- [Extract provided]
· · ·

Once we have utility draws, we can create row-max indicators and take column averages. This gives us the proportion of times each column (choice) "won". Over a large number of draws, this gives us the probability that a customer makes choice \(j\) for the given model \(V()\) parameterized at \(\theta\).

Beer 1 Beer 2 Beer 3 Beer 4 Beer 5 Beer 6 Beer 7 Draw
0 1 0 0 0 0 0 \(=I(U_{11_{1}} = \text{max}(U_{11_{1}}))\)
0 1 0 0 0 0 0 \(=I(U_{11_{2}} = \text{max}(U_{11_{2}}))\)
0 1 0 0 0 0 0 \(=I(U_{11_{3}} = \text{max}(U_{11_{3}}))\)
0 0 0 1 0 0 0 \(=I(U_{11_{4}} = \text{max}(U_{11_{4}}))\)
0.04 0.64 0.14 0.03 0.14 0.01 0.04 = Proportion

What have we done?

We've gone from \(\theta\rightarrow p(y)\) (for the first visit for the first person for a given \(V_{itj}(\theta, X_{itj})\))

Beer 1 Beer 2 Beer 3 Beer 4 Beer 5 Beer 6 Beer 7 Draw
0.04 0.64 0.14 0.03 0.14 0.01 0.04 = Proportion

We can

  1. Use it to generate new values/predictions for any set of model parameters \(\theta\)
  2. Go backwards—evaluate the likelihood \(p(y|\theta)\) using the method described above.

Why you shouldn't simulate choice like this

  • Arbitrary distributions of \(\epsilon_{itj}\) are not necessarily identifiable. See Train's (2009) chapter on Probit. Essentially it's possible to generate choice probabilities for any distribution, but not necessarily possible to estimate the distribution (even within a family) given observed data.
  • The standard error of the probabilities increases quickly with the number of alternatives. This means running more draws to simulate the choice probabilities. You need to simulate probabilities for every choice, and so this becomes computationally demanding.
  • There are more straightforward alternatives!

What to do instead?

  • Assume that the vector \(\epsilon_{it} \sim \text{Multi normal}(0, \Sigma)\), and simulate choice probabilities using GHK or alternatives:
    • This allows choice probabilities to be arbitrarily correlated and variance of certain choice shocks to differ; but
    • Can be tricky to have customers facing different numbers of choices;
    • Need to simulate probabilities for every choice made—computationally expensive.

· · ·

- [Dataset extract]
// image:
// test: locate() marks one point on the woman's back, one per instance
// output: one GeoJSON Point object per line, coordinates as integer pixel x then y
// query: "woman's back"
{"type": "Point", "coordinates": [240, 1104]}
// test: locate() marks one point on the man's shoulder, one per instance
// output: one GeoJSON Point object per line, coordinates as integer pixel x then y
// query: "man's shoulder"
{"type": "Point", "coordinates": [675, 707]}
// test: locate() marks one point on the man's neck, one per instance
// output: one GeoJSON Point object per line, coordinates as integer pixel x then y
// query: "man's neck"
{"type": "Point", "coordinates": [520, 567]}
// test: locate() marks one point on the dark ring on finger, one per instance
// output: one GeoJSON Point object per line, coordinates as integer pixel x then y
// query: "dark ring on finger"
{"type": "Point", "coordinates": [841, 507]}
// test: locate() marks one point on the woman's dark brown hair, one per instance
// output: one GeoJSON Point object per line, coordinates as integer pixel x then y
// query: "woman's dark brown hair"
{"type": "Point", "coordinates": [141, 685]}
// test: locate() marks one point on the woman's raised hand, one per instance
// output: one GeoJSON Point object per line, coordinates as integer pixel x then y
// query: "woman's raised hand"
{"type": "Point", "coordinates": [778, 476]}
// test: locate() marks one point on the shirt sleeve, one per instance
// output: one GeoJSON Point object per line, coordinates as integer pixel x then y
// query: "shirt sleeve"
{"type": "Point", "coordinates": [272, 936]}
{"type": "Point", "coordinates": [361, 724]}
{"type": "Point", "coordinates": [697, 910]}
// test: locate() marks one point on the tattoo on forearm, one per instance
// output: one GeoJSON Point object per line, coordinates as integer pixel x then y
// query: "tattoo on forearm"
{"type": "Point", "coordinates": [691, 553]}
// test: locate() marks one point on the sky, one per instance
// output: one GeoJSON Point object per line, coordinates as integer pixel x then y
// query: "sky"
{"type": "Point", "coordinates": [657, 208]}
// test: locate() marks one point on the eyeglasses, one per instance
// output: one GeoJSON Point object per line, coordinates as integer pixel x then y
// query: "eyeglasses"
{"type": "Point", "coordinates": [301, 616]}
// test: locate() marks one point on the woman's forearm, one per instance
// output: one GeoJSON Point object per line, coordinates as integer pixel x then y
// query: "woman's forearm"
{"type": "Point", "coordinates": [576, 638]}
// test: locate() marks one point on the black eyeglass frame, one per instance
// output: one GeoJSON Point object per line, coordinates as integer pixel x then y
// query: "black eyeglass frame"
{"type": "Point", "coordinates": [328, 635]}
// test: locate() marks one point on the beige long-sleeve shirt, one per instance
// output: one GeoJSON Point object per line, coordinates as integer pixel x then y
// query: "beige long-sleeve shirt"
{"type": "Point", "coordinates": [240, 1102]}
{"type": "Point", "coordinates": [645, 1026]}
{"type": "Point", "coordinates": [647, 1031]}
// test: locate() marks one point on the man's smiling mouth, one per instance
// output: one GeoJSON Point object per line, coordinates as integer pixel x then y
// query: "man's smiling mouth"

· · ·

- [Written exercise A]
Repeat the passage from the text on simulating choice probabilities, starting at "Once we have" up to and including "have we done?".
- [Written exercise B]
Answer these questions from the text on simulating choice probabilities:
(i) What proportion does the table give for Beer 2?
(ii) Whose 2009 chapter on Probit does the text cite?
(iii) Which method does the text name for simulating choice probabilities once the error vector is assumed multivariate normal?

- [Correct answer A]
Once we have utility draws, we can create row-max indicators and take column averages. This gives us the proportion of times each column (choice) "won". Over a large number of draws, this gives us the probability that a customer makes choice \(j\) for the given model \(V()\) parameterized at \(\theta\).

Beer 1 Beer 2 Beer 3 Beer 4 Beer 5 Beer 6 Beer 7 Draw
0 1 0 0 0 0 0 \(=I(U_{11_{1}} = \text{max}(U_{11_{1}}))\)
0 1 0 0 0 0 0 \(=I(U_{11_{2}} = \text{max}(U_{11_{2}}))\)
0 1 0 0 0 0 0 \(=I(U_{11_{3}} = \text{max}(U_{11_{3}}))\)
0 0 0 1 0 0 0 \(=I(U_{11_{4}} = \text{max}(U_{11_{4}}))\)
0.04 0.64 0.14 0.03 0.14 0.01 0.04 = Proportion

What have we done?

- [Correct answer B]
(i) 0.64
(ii) Train's
(iii) GHK